Quite often, it is what the government does not want to talk about that defines a nation than what the government trumpets. This is true about the Pegasus affair. The oxygen deaths. It is also true about Human Development.
No care in medicare
In fact, it was human development that became the central focus, once again, when the government decided to reserve 27% of medical and 10% of the seats for economically weaker sections (EWS) in the All-India Quota for medical education for undergraduate, postgraduate, and dental students from 2021-22 onwards.
The prime minister hailed this a landmark achievement. But the wise saw deepened furrows on their brows. They realised that when a government learns to distribute, before learning to create, the country could be in big trouble. A senior doctor quipped “giving OBC and EWS categories ready made degrees might help them more”. Clearly, nobody told the PM about the relevance of human capital.
The bitterness arises from the way the government has failed to create more medical seats even after it dissolved the Medical Council of India (MCI) in September 2020. It then created a National Medical Council which then became the regulator for this sector.

• Supplied information

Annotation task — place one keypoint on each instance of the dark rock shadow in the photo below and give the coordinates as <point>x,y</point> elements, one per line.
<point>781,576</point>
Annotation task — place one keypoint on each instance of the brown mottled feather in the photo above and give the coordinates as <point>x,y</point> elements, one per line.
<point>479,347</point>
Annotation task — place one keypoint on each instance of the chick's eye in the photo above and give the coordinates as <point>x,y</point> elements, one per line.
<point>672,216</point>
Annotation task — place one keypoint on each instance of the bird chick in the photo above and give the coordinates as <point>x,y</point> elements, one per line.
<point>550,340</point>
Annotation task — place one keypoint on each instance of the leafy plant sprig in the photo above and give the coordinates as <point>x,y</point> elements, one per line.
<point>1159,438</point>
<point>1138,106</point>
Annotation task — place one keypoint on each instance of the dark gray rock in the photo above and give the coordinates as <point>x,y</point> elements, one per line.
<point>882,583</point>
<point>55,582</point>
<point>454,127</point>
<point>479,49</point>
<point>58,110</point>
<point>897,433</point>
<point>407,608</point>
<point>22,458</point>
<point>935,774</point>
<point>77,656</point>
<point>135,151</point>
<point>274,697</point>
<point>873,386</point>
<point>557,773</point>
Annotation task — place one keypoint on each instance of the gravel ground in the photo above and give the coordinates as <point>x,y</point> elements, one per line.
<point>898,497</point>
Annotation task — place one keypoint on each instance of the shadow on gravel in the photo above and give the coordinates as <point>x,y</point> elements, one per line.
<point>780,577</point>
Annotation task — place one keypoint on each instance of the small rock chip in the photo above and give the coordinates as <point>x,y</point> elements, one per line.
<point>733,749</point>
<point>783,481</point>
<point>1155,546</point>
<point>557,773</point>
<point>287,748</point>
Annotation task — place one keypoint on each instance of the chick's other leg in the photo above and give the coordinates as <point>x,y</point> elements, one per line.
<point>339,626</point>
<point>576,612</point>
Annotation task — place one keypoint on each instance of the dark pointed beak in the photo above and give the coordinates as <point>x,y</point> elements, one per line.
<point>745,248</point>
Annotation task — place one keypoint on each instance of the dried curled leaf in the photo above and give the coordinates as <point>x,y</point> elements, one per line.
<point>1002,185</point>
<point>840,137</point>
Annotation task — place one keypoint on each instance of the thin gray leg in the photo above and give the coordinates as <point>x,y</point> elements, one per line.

• Apply what you read
1. According to the commentary on medical seat reservations, when was the Medical Council of India dissolved?
2. Write the next part of the commentary on medical seat reservations, starting after its final sentence.

• Solved tasks
1. September 2020

2.
This is great for optics. But the regulator has been given no powers. In fact, it should have been the nodal authority to oversee the functioning of medical services during the pandemic. It should have promptly allowed a ten-fold increase in medical seats, in India. Everyone knows that there is a shortage of doctors in this country. Everyone knows that even the number of nurses and paramedical staff is woefully inadequate. Ditto with hospital beds, ICUs and even oxygen cylinders. And yet, you find a government flaunting its Ayushman Bharat scheme, without doctors. India’s death rate has increased, not declined since then.
It was equally sickening to watch the government declare before parliament that there was no shortage of oxygen beds when ground reports confirmed the contrary. As stated earlier in these columns, does the government expect doctors in hospitals (most are government owned) to state in writing that there was a shortage of oxygen, or even food because of which people die? No doctor wants to lose his job, or even his certificate of practice, because such a certificate would have provoked local government officers. They could be prosecuted for not supplying medicare centres with some of the basics. So, death on account of oxygen shortage gets classified as respiratory failure, and hunger as death on account of natural causes.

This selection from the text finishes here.